- WHAT IS BEING ASKED: Output the full listing exactly as written, with no pictures in it.

- EXERCISE DATA:
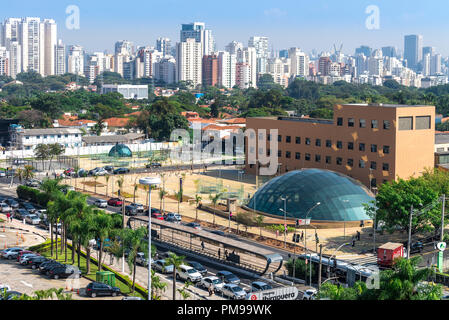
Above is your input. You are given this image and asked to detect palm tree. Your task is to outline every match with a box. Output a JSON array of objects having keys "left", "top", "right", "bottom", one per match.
[
  {"left": 14, "top": 168, "right": 24, "bottom": 184},
  {"left": 105, "top": 175, "right": 110, "bottom": 197},
  {"left": 159, "top": 189, "right": 168, "bottom": 212},
  {"left": 122, "top": 227, "right": 148, "bottom": 293},
  {"left": 80, "top": 213, "right": 96, "bottom": 273},
  {"left": 209, "top": 193, "right": 223, "bottom": 226},
  {"left": 92, "top": 211, "right": 113, "bottom": 272},
  {"left": 165, "top": 252, "right": 186, "bottom": 300},
  {"left": 151, "top": 269, "right": 167, "bottom": 300},
  {"left": 116, "top": 175, "right": 124, "bottom": 197},
  {"left": 23, "top": 165, "right": 35, "bottom": 181},
  {"left": 133, "top": 184, "right": 138, "bottom": 204},
  {"left": 174, "top": 191, "right": 183, "bottom": 215},
  {"left": 93, "top": 175, "right": 99, "bottom": 194},
  {"left": 255, "top": 215, "right": 265, "bottom": 238},
  {"left": 194, "top": 194, "right": 202, "bottom": 221}
]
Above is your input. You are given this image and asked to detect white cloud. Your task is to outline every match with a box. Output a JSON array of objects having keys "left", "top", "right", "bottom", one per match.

- ANSWER TO THE PROBLEM:
Above is your input. You are given this image and asked to detect palm tree. Your task is to outline every match with a box. Output a JSON array of objects having keys "left", "top", "right", "bottom", one per match.
[
  {"left": 14, "top": 168, "right": 24, "bottom": 184},
  {"left": 105, "top": 175, "right": 110, "bottom": 197},
  {"left": 159, "top": 189, "right": 168, "bottom": 212},
  {"left": 122, "top": 227, "right": 148, "bottom": 293},
  {"left": 80, "top": 213, "right": 96, "bottom": 273},
  {"left": 209, "top": 193, "right": 223, "bottom": 226},
  {"left": 92, "top": 211, "right": 113, "bottom": 272},
  {"left": 165, "top": 252, "right": 186, "bottom": 300},
  {"left": 151, "top": 269, "right": 167, "bottom": 300},
  {"left": 116, "top": 175, "right": 124, "bottom": 197},
  {"left": 23, "top": 165, "right": 35, "bottom": 181},
  {"left": 133, "top": 184, "right": 138, "bottom": 204},
  {"left": 174, "top": 191, "right": 183, "bottom": 215},
  {"left": 93, "top": 175, "right": 99, "bottom": 194},
  {"left": 255, "top": 215, "right": 265, "bottom": 238},
  {"left": 194, "top": 194, "right": 202, "bottom": 221}
]
Above is your input. You are given this image and asked to detect white cloud. Your task is to outline every match with a box. Output a JSON array of objects having keys "left", "top", "right", "bottom", one per match.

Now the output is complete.